EXERCISE DESCRIPTION. Could you output the entries word for word, starting with their first line and going on through the line with "column 1092, row 244", leaving the pictures out of your answer?

** Start **

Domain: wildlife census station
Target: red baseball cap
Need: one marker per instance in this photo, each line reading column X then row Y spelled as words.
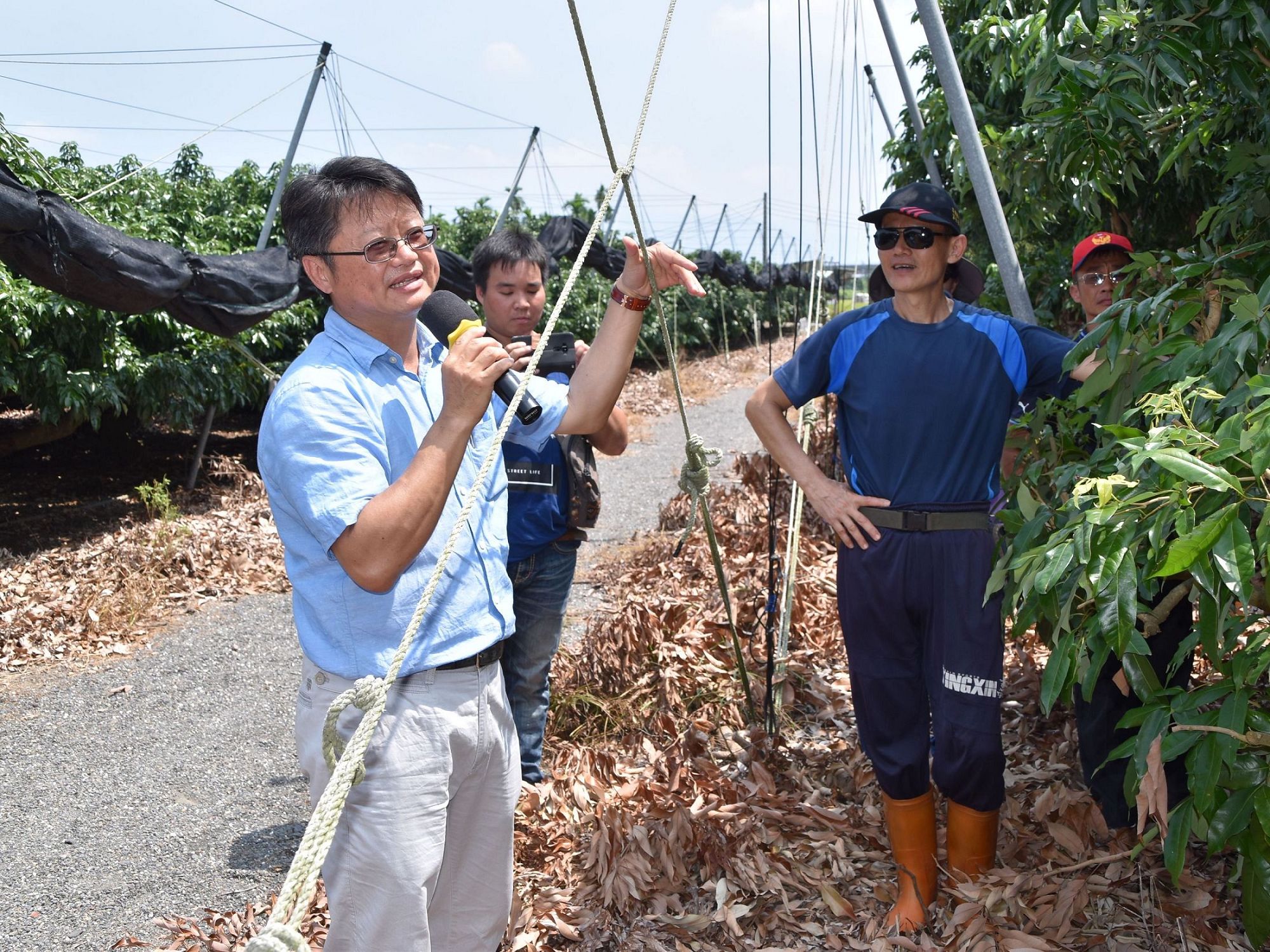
column 1092, row 244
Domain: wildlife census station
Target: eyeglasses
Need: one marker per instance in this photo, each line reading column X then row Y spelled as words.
column 383, row 249
column 1097, row 279
column 916, row 238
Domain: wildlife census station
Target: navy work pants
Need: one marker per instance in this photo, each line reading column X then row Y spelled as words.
column 1097, row 720
column 925, row 657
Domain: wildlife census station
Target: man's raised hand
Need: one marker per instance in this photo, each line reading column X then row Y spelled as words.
column 669, row 267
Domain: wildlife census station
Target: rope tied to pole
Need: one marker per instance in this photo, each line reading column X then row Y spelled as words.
column 695, row 479
column 279, row 937
column 369, row 694
column 700, row 499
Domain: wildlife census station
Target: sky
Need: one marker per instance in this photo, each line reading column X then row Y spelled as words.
column 482, row 76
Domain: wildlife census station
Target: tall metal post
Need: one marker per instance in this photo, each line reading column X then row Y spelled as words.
column 882, row 107
column 516, row 183
column 264, row 239
column 976, row 161
column 613, row 214
column 915, row 115
column 751, row 246
column 718, row 225
column 291, row 152
column 683, row 223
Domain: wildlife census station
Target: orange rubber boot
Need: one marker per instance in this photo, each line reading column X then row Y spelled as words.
column 911, row 826
column 972, row 840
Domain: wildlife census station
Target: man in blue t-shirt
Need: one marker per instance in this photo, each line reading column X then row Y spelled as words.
column 925, row 388
column 510, row 270
column 369, row 449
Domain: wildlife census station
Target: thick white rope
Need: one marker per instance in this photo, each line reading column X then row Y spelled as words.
column 283, row 934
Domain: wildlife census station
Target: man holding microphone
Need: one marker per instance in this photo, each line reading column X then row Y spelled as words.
column 368, row 447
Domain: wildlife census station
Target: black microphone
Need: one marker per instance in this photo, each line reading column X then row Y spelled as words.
column 449, row 318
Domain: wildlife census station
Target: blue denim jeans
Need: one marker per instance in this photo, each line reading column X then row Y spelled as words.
column 540, row 593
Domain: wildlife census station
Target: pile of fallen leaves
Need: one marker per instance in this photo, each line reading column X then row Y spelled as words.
column 674, row 824
column 102, row 596
column 651, row 393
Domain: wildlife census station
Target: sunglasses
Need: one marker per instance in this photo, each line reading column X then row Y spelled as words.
column 1097, row 279
column 916, row 238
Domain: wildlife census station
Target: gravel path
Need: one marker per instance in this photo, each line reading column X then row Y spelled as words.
column 184, row 791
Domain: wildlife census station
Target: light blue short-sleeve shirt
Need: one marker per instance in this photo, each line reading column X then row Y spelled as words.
column 344, row 425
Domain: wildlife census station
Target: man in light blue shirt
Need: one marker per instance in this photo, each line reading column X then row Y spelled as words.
column 368, row 449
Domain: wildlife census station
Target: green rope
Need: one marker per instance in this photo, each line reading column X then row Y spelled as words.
column 807, row 420
column 370, row 695
column 699, row 460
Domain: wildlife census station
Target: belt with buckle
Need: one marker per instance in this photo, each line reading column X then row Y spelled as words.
column 482, row 659
column 916, row 521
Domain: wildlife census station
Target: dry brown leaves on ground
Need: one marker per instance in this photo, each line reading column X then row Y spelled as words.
column 675, row 827
column 652, row 393
column 102, row 597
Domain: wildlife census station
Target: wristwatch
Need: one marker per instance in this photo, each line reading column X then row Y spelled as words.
column 629, row 301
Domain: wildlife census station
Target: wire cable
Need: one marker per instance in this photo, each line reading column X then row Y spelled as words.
column 152, row 63
column 307, row 74
column 166, row 50
column 148, row 110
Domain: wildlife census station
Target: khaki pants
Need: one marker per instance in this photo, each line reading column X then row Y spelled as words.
column 422, row 857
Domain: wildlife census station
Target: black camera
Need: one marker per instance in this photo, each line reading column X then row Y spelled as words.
column 559, row 355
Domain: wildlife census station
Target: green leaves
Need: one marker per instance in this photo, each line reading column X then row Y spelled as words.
column 1234, row 557
column 1187, row 549
column 1118, row 606
column 1189, row 468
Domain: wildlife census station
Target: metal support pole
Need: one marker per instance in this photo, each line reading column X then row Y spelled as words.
column 751, row 246
column 291, row 150
column 718, row 225
column 915, row 115
column 516, row 183
column 264, row 239
column 976, row 161
column 683, row 223
column 613, row 215
column 882, row 107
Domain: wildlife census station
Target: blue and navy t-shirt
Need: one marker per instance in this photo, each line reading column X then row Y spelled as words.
column 538, row 494
column 924, row 408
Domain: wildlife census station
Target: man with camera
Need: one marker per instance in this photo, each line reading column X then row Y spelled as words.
column 553, row 497
column 369, row 446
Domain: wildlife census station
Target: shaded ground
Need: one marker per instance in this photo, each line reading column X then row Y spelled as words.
column 69, row 492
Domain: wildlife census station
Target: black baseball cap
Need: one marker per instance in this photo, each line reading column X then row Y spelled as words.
column 970, row 282
column 921, row 201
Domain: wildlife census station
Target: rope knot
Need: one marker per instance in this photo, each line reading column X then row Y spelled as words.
column 369, row 694
column 277, row 937
column 695, row 479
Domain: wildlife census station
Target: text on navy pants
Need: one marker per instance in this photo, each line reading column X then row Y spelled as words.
column 925, row 656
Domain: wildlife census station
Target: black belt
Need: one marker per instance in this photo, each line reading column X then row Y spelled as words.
column 914, row 521
column 482, row 659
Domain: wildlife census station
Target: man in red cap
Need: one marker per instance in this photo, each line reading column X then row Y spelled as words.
column 1097, row 270
column 925, row 388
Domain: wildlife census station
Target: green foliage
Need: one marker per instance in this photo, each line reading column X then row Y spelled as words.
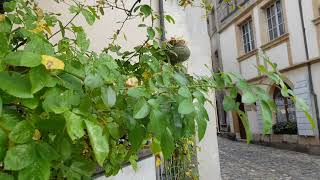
column 64, row 110
column 287, row 127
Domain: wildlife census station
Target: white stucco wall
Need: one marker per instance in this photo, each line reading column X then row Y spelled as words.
column 229, row 52
column 249, row 68
column 146, row 171
column 279, row 55
column 295, row 31
column 311, row 30
column 191, row 24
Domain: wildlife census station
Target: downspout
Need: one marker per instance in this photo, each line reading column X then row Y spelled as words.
column 162, row 27
column 311, row 86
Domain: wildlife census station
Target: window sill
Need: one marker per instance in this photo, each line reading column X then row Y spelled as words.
column 275, row 42
column 247, row 55
column 316, row 21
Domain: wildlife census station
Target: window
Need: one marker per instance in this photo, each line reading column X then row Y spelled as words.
column 226, row 9
column 1, row 6
column 275, row 20
column 285, row 108
column 247, row 36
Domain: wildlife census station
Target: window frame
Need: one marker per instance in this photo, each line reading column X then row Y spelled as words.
column 247, row 35
column 275, row 20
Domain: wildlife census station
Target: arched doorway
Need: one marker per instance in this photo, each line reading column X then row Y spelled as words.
column 242, row 130
column 286, row 111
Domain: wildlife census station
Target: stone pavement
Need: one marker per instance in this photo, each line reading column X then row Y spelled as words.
column 239, row 161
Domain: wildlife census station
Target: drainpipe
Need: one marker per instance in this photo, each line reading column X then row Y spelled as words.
column 311, row 86
column 162, row 27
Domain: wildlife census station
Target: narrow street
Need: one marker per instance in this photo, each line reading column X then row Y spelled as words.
column 240, row 161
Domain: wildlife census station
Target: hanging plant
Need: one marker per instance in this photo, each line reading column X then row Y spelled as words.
column 178, row 51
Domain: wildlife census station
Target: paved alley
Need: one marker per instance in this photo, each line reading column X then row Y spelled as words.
column 240, row 161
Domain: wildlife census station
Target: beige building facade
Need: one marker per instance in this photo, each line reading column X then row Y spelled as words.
column 189, row 24
column 288, row 32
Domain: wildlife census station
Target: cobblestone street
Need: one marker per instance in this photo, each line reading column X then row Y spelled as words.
column 240, row 161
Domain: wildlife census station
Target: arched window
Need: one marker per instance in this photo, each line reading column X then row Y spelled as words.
column 285, row 108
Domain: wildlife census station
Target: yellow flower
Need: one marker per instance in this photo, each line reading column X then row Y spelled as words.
column 36, row 135
column 2, row 17
column 158, row 161
column 51, row 62
column 132, row 82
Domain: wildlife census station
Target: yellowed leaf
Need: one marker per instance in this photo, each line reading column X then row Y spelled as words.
column 51, row 62
column 132, row 82
column 2, row 17
column 36, row 135
column 41, row 26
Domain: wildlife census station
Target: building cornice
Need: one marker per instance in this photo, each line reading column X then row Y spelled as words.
column 290, row 68
column 275, row 42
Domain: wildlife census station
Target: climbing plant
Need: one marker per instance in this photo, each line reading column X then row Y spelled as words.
column 65, row 110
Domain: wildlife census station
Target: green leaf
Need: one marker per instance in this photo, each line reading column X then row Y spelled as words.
column 5, row 176
column 39, row 45
column 15, row 85
column 39, row 170
column 84, row 167
column 57, row 101
column 167, row 144
column 3, row 144
column 229, row 103
column 184, row 92
column 146, row 10
column 93, row 81
column 4, row 45
column 9, row 119
column 133, row 161
column 181, row 79
column 159, row 121
column 23, row 58
column 151, row 32
column 169, row 19
column 99, row 141
column 46, row 151
column 136, row 137
column 21, row 133
column 310, row 119
column 82, row 40
column 108, row 96
column 74, row 125
column 5, row 26
column 138, row 92
column 9, row 6
column 30, row 103
column 186, row 107
column 19, row 157
column 266, row 116
column 155, row 146
column 40, row 78
column 201, row 118
column 248, row 98
column 90, row 18
column 244, row 119
column 114, row 130
column 141, row 109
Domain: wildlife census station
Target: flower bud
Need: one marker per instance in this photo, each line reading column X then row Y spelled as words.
column 132, row 82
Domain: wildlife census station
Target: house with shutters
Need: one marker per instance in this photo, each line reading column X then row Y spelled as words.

** End **

FINISHED ANSWER.
Domain: wildlife census station
Target: red baseball cap
Need: one marker per instance in this photo, each line reading column X then row Y spelled as words.
column 1092, row 244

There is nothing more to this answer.